- Task details -
Rewrite the records below, replacing every "target" with "category" and keeping everything else unchanged. Do not include the pictures in your answer.

— BEGIN Data for this exercise —

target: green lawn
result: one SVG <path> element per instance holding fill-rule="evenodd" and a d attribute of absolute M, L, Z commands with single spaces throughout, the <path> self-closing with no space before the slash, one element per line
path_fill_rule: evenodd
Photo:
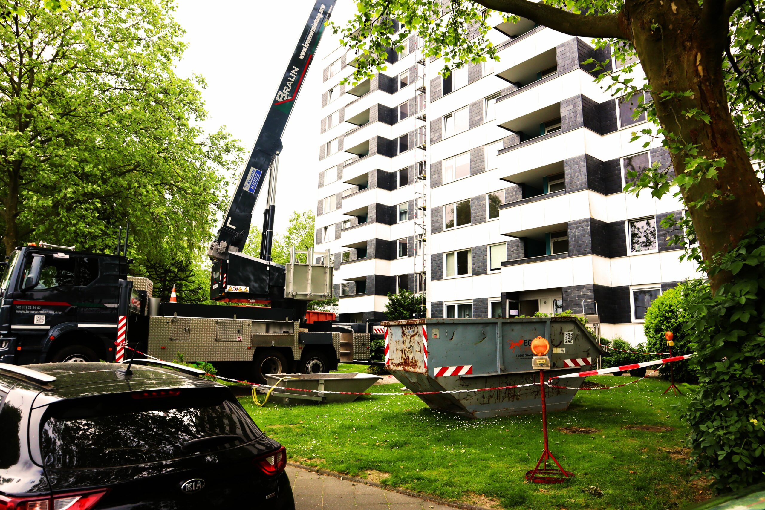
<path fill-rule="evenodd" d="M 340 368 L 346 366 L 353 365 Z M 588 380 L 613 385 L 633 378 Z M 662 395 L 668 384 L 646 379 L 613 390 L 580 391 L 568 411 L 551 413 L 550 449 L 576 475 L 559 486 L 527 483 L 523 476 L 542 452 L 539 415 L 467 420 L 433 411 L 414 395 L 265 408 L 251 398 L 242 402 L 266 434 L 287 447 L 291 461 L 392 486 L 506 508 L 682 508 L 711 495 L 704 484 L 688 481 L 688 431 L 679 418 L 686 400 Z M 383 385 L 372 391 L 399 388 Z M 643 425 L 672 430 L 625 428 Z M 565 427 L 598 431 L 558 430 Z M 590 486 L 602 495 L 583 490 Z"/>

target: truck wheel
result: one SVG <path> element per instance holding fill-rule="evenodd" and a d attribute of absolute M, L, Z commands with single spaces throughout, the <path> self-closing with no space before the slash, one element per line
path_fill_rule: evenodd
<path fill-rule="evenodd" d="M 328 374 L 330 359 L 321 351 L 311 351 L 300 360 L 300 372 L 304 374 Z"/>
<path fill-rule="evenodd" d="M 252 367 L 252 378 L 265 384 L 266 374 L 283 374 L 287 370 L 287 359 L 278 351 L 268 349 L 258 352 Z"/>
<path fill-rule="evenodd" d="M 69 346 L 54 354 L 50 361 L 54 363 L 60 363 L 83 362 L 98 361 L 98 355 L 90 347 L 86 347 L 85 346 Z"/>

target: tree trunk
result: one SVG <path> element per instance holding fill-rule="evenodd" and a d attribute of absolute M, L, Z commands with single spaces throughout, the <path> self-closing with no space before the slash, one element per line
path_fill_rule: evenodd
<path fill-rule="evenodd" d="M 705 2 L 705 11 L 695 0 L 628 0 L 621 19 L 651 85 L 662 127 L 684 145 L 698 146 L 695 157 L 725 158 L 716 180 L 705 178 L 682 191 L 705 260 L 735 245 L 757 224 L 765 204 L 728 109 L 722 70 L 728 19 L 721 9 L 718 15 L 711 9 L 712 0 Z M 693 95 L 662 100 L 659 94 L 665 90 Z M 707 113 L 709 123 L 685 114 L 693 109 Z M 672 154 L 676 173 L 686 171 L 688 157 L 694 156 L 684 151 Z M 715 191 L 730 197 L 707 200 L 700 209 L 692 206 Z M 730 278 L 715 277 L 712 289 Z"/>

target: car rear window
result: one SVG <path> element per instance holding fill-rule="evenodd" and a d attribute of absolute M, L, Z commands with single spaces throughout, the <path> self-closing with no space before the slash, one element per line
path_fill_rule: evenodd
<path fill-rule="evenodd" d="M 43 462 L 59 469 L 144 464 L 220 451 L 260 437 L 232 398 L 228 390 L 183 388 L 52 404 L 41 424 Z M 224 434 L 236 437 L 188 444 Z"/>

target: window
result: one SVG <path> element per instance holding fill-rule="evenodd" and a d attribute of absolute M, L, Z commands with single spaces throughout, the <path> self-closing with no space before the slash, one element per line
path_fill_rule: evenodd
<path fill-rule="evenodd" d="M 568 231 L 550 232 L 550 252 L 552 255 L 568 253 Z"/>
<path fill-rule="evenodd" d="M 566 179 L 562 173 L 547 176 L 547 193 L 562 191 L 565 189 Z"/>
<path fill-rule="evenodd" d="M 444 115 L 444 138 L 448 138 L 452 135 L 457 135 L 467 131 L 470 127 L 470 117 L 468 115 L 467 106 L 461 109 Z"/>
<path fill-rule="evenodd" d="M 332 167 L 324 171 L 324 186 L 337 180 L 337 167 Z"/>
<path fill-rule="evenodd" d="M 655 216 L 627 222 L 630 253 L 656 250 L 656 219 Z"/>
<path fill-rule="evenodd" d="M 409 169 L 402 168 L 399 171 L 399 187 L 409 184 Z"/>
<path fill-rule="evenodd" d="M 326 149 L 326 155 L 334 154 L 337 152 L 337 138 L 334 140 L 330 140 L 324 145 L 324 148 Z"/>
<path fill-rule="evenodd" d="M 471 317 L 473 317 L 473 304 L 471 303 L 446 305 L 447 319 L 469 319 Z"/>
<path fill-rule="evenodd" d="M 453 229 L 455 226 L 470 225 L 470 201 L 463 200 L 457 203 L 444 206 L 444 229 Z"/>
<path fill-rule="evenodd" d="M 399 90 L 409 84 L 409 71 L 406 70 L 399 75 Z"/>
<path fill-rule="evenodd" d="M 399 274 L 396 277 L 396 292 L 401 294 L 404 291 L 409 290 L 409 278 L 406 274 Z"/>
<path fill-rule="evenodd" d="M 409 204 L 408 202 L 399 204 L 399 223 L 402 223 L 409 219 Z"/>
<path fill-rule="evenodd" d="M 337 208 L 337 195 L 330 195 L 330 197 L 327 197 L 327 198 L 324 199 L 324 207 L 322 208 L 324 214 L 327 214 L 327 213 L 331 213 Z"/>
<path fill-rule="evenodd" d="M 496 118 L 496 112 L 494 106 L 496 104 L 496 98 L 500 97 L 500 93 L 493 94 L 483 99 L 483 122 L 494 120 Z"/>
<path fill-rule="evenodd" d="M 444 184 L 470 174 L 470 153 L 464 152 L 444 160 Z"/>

— END Data for this exercise —

- Task response -
category: green lawn
result: one SVG <path> element per instance holding fill-rule="evenodd" and a d attribute of absolute M, L, Z commands with single spaces throughout, the <path> self-closing with no space before the slash, one element per line
path_fill_rule: evenodd
Photo:
<path fill-rule="evenodd" d="M 340 368 L 346 366 L 353 365 Z M 588 380 L 613 385 L 633 378 Z M 662 395 L 668 384 L 646 379 L 613 390 L 580 391 L 568 411 L 551 413 L 550 449 L 576 475 L 559 486 L 527 483 L 523 476 L 542 452 L 539 415 L 467 420 L 433 411 L 414 395 L 265 408 L 251 398 L 242 402 L 266 434 L 287 447 L 291 461 L 392 486 L 506 508 L 682 508 L 711 495 L 704 484 L 688 481 L 688 431 L 679 418 L 686 400 Z M 383 385 L 372 391 L 399 388 Z M 643 425 L 672 430 L 625 428 Z M 565 427 L 598 431 L 558 430 Z M 590 486 L 602 495 L 583 490 Z"/>

category: truck wheel
result: one SVG <path> element per instance holding fill-rule="evenodd" and a d attribute of absolute M, L, Z commands with single spaces throughout, the <path> self-closing with no space before the slash, one element per line
path_fill_rule: evenodd
<path fill-rule="evenodd" d="M 328 374 L 330 359 L 321 351 L 311 351 L 300 360 L 300 372 L 304 374 Z"/>
<path fill-rule="evenodd" d="M 252 367 L 252 378 L 265 384 L 266 374 L 283 374 L 287 370 L 287 359 L 278 351 L 268 349 L 258 352 Z"/>
<path fill-rule="evenodd" d="M 69 346 L 54 354 L 50 361 L 54 363 L 60 363 L 83 362 L 98 361 L 98 355 L 90 347 L 86 347 L 85 346 Z"/>

category: tree trunk
result: one SVG <path> element per instance holding fill-rule="evenodd" and a d attribute of absolute M, L, Z commands with single spaces throughout, the <path> self-closing with no space before the slash, one element per line
path_fill_rule: evenodd
<path fill-rule="evenodd" d="M 705 2 L 705 11 L 695 0 L 628 0 L 621 19 L 651 85 L 662 127 L 684 145 L 698 146 L 695 157 L 725 158 L 716 180 L 705 178 L 682 191 L 705 260 L 735 245 L 757 224 L 765 204 L 728 109 L 722 70 L 728 19 L 721 9 L 718 15 L 711 9 L 712 0 Z M 693 95 L 662 100 L 659 94 L 665 90 Z M 707 113 L 709 123 L 685 114 L 693 109 Z M 672 154 L 676 173 L 686 171 L 688 157 L 694 156 L 684 151 Z M 715 191 L 730 197 L 707 200 L 700 209 L 692 206 Z M 730 278 L 715 277 L 712 289 Z"/>

category: car rear window
result: one SVG <path> element per instance holding fill-rule="evenodd" and a d attribute of absolute M, L, Z commands with single spaces throughout, the <path> self-closing with no space before the slash, one element per line
path_fill_rule: evenodd
<path fill-rule="evenodd" d="M 43 462 L 59 469 L 144 464 L 220 451 L 260 437 L 232 398 L 228 390 L 183 388 L 52 404 L 41 424 Z M 224 434 L 236 437 L 188 444 Z"/>

category: window
result: one SVG <path> element per instance holding fill-rule="evenodd" and a d attribute of absolute M, L, Z commands with single spaces throughout, the <path> self-closing with no space before the slash, one element per line
path_fill_rule: evenodd
<path fill-rule="evenodd" d="M 568 231 L 550 232 L 550 252 L 552 255 L 568 253 Z"/>
<path fill-rule="evenodd" d="M 566 179 L 562 173 L 547 176 L 547 193 L 562 191 L 565 189 Z"/>
<path fill-rule="evenodd" d="M 444 115 L 444 138 L 448 138 L 452 135 L 457 135 L 467 131 L 470 127 L 470 117 L 468 115 L 467 106 L 461 109 Z"/>
<path fill-rule="evenodd" d="M 332 167 L 324 171 L 324 186 L 337 180 L 337 167 Z"/>
<path fill-rule="evenodd" d="M 655 216 L 627 222 L 630 253 L 656 250 L 656 219 Z"/>
<path fill-rule="evenodd" d="M 409 169 L 402 168 L 399 171 L 399 187 L 409 184 Z"/>
<path fill-rule="evenodd" d="M 326 149 L 326 155 L 334 154 L 337 152 L 337 138 L 334 140 L 330 140 L 324 145 L 324 148 Z"/>
<path fill-rule="evenodd" d="M 471 317 L 473 317 L 473 304 L 471 303 L 446 305 L 447 319 L 469 319 Z"/>
<path fill-rule="evenodd" d="M 453 229 L 455 226 L 470 225 L 470 201 L 463 200 L 457 203 L 444 206 L 444 229 Z"/>
<path fill-rule="evenodd" d="M 399 90 L 409 84 L 409 71 L 406 70 L 399 75 Z"/>
<path fill-rule="evenodd" d="M 399 274 L 396 277 L 396 292 L 401 294 L 404 291 L 409 290 L 409 278 L 406 274 Z"/>
<path fill-rule="evenodd" d="M 409 204 L 408 202 L 399 204 L 399 223 L 402 223 L 409 219 Z"/>
<path fill-rule="evenodd" d="M 337 208 L 337 195 L 330 195 L 330 197 L 327 197 L 327 198 L 324 199 L 324 207 L 322 208 L 324 214 L 327 214 L 327 213 L 331 213 Z"/>
<path fill-rule="evenodd" d="M 496 118 L 496 112 L 494 106 L 496 104 L 496 98 L 500 97 L 500 93 L 493 94 L 483 99 L 483 122 L 494 120 Z"/>
<path fill-rule="evenodd" d="M 444 184 L 470 174 L 470 153 L 464 152 L 444 160 Z"/>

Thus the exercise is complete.